READING PASSAGE:
Body weight following arthritis induction
Body weights were determined on day 0 and twice weekly thereafter throughout the study.
Induction of arthritis
Following 25 days of feeding with the supplemented diets, arthritis was induced in all mice by the intradermal injection of bovine type II collagen (200 μg/mouse) (MD Biosciences, Minneapolis) emulsified in complete Freund's adjuvant (MD Biosciences) at the base of the tail under anaesthesia. Twenty-two days later (study day 47) mice were boosted with an intraperitoneal injection of bovine type II collagen (200 μg/mouse).
Clinical arthritis assessment
Following the intraperitoneal collagen boost on day 47 clinical signs of arthritis were assessed in all paws three times weekly according to a 0-4 scale of ascending severity. Briefly, grade 0 indicated no swelling or erythema; grade 1, mild, but definite redness and swelling of the ankle/wrist or apparent redness and swelling limited to individual digits, no matter the number of affected digits; grade 2, moderate to severe redness and swelling of the ankle/wrist; grade 3, redness and swelling of the entire paw including digits; grade 4 maximally inflamed limb with involvement of multiple joints. Thus the maximum score for four fully inflamed paws would be 16. Paw thickness as a measure of swelling was determined in mm three times weekly using dial calipers (Kroeplin, Munich, Germany).

REQUIRED WORK:
From the arthritis methods passage, copy out the stretch from "Body weight following" through "collagen (200 μg/mouse).", word for word. The records that come next are separate material and have no connection to the arthritis methods passage.

(Referring expression data)
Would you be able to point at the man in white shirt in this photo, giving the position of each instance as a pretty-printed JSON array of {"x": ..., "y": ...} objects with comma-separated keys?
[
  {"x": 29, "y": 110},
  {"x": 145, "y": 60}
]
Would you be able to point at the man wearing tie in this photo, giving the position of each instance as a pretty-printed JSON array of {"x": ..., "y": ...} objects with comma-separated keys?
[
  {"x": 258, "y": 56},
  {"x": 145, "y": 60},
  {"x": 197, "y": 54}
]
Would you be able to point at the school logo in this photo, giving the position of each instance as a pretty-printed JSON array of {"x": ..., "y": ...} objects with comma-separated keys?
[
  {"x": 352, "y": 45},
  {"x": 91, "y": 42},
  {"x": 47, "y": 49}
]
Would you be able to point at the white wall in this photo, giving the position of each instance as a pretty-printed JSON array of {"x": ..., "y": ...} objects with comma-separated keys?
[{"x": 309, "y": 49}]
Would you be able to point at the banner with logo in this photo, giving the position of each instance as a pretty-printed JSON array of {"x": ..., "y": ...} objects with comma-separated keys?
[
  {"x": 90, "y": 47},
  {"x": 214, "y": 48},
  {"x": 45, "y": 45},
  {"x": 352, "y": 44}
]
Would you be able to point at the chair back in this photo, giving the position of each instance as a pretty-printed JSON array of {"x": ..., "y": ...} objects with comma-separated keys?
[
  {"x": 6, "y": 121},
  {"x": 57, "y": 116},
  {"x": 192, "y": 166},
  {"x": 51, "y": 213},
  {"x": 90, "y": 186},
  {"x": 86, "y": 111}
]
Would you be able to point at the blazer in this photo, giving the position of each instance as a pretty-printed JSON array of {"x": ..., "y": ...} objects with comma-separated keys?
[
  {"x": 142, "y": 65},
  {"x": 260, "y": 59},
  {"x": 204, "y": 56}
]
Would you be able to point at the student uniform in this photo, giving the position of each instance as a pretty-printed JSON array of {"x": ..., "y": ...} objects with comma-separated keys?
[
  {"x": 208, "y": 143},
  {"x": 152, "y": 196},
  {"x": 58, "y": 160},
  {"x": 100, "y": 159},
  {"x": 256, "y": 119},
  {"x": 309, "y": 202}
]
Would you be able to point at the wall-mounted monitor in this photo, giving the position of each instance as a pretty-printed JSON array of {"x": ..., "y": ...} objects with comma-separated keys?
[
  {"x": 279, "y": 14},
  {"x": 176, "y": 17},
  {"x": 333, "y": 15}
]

SOLUTION BELOW:
Body weight following arthritis induction
Body weights were determined on day 0 and twice weekly thereafter throughout the study.
Induction of arthritis
Following 25 days of feeding with the supplemented diets, arthritis was induced in all mice by the intradermal injection of bovine type II collagen (200 μg/mouse) (MD Biosciences, Minneapolis) emulsified in complete Freund's adjuvant (MD Biosciences) at the base of the tail under anaesthesia. Twenty-two days later (study day 47) mice were boosted with an intraperitoneal injection of bovine type II collagen (200 μg/mouse).